**SELECTED TEXT**
By Thomas Cannell
March 2007
Since Hurricane Katrina, the greater New
Orleans area has suffered from a mental health meltdown. The
national media has persistently covered this disaster, and its
dynamics have been well-rehearsed.
The iconic
trauma of the people of New Orleans, displaced from their homes
for months, now years, has led to an upsurge in mental illness
after the mental health infrastructure took a staggering hit.
The system has been overwhelmed; acutely psychotic
patients cycle miserably through clogged emergency rooms.
These journalistic accounts have thrived on
the simplicity of this equation: more mental illness and lower
capacity for treatment equals a crisis. What these accounts miss
is that mental health care in the United States is never a
simple case of matching treatment to disease burden, but instead
a complex function of health care-seeking, social support, and
access. Even before the storm, the majority of New Orleanians
who were mentally ill did not access psychiatric care, whether
out of preference, fear, disempowerment, or confusion. However,
the attention drawn to storm-related mental illness brought to
the city a different concept of mental health—disaster mental
health—defined by its commitment to community outreach, primary
prevention and validating therapeutic social support. Here I
mean to suggest that an adequate response to Katrina’s mental
health disaster will mean integrating ideals of community mental
health into a new system, not merely reconstructing the old
psychiatric structure.
Two credible surveys validate the anecdotal
accounts of increased stress and despair in the New Orleans area
after the storm. The August 2006 report of the Hurricane Katrina
Community Advisory Group, led by Ronald Kessler of Harvard
Medical School and The Louisiana Health and Population Survey (PopEst),
conducted during the summer of 2006, both found the prevalence
of serious mental illness to be two or more times the national
average, up from 6 percent pre-storm to 11 percent among all
post-storm residents.
In Orleans Parish, according to PopEst, the prevalence
rose to 16 percent. “Mild to moderate” mental illness was also
elevated. Those classified as “seriously mentally ill” displayed
the impaired functioning associated with schizophrenia, bipolar
disorder or major depression. If the surveys are to be taken
seriously, then more than one out of ten people of the New
Orleans region is suffering from a mentally illness.

**RAW DATA**
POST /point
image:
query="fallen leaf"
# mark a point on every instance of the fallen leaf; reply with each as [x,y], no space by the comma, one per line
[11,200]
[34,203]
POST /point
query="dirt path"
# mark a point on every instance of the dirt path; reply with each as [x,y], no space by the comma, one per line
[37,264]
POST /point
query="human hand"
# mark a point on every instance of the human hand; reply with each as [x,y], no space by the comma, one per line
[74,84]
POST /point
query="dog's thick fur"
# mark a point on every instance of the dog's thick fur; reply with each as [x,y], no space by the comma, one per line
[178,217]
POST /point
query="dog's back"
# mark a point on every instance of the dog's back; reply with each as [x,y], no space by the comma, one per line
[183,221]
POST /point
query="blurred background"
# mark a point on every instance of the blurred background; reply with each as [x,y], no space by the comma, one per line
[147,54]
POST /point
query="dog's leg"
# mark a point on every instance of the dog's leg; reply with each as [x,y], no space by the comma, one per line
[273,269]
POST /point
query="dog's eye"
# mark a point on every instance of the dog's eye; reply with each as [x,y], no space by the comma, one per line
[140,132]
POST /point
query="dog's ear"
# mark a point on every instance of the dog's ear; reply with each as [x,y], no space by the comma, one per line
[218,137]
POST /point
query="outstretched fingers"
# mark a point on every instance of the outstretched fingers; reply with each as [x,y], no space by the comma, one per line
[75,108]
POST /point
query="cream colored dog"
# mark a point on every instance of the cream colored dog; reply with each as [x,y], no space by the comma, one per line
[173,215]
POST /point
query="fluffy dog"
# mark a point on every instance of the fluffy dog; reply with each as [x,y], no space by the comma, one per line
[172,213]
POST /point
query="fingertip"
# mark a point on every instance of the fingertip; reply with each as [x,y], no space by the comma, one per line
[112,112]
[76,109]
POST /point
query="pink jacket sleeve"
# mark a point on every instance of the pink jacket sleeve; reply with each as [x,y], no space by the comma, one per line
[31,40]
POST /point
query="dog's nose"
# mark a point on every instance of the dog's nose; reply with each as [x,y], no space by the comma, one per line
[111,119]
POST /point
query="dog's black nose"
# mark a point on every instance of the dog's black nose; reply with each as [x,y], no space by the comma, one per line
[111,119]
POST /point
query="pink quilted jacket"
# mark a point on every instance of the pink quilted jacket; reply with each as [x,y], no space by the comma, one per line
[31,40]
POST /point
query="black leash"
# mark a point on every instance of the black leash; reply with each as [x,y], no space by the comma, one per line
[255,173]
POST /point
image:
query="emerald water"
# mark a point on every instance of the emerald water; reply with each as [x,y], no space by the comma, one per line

**PROBLEMS TO SOLVE**
**A)** Answer these questions from the article on mental health in New Orleans after Hurricane Katrina:
(i) What three commitments define disaster mental health?
(ii) Who led the Hurricane Katrina Community Advisory Group?
(iii) According to PopEst, to what percentage did the prevalence of serious mental illness rise in Orleans Parish?
**B)** Continue the article on mental health in New Orleans after Hurricane Katrina, starting after its last sentence.
The items have no connection to the article on mental health in New Orleans after Hurricane Katrina.

**OUTPUTS BY TASK**
**A)**
(i) Community outreach, primary prevention, and validating therapeutic social support.
(ii) Ronald Kessler of Harvard Medical School.
(iii) 16 percent.

**B)**
The closure of Charity Hospital, as Chris
Weaver and Adele Shartzer discuss in this issue, deprived the
city of New Orleans of not only 97 psychiatric and substance
abuse beds, but also of its Crisis Intervention Unit, the
psychiatric emergency room.
All told, the storm caused the closure of 346 out of 555
psychiatric and substance abuse inpatient beds. Meanwhile, the
Metropolitan Human Service District, responsible for outpatient
treatment of the uninsured, struggled under shifting leadership
in the year after the storm. Staffing this fragment of the
former system is an even smaller fragment of the psychiatric
workforce. An often-cited account found that in the spring of
2006 only twenty-two psychiatrists out of a pre-storm population
of 196 still practicing in the region.
And so thousands of former patients of
these psychiatric hospital beds have had their system of care
pulled out from under their feet. Still, critics rarely
appreciated that for the average New Orleanian, mental health
resources have been much more accessible than before the storm.
A FEMA-funded counseling effort, Louisiana Spirit, administered
in the New Orleans region by Catholic Charities, has conducted
over 200,000 “wellness” counseling sessions and distributed
almost 10 million pieces of self-help stress management
literature. Thousands of case workers fanned out throughout the
region knocking on doors, spreading the message that it was
normal to be having a hard time and that most people could cope
with help from family and friends. Alongside the woeful state of
the psychiatric infrastructure, this massive low-intensity
mental health outreach has aggressively expanded throughout the
region. Louisiana Spirit is modeled on “Project Liberty,” the
mental health response to 9/11, but also finds roots in the
disaster psychiatry that is practiced in third-world settings
after wars and natural disasters. In fact, Louisiana Spirit has
been supplemented by the entrance of several international NGOs,
such as the International Medical Corps, Mercy Corps and Save
the Children, which transferred their expertise on the mental
health of “internally displaced persons” to the Gulf Coast.
Problematically, all of this disaster mental health programming
is expected to terminate within a year or two.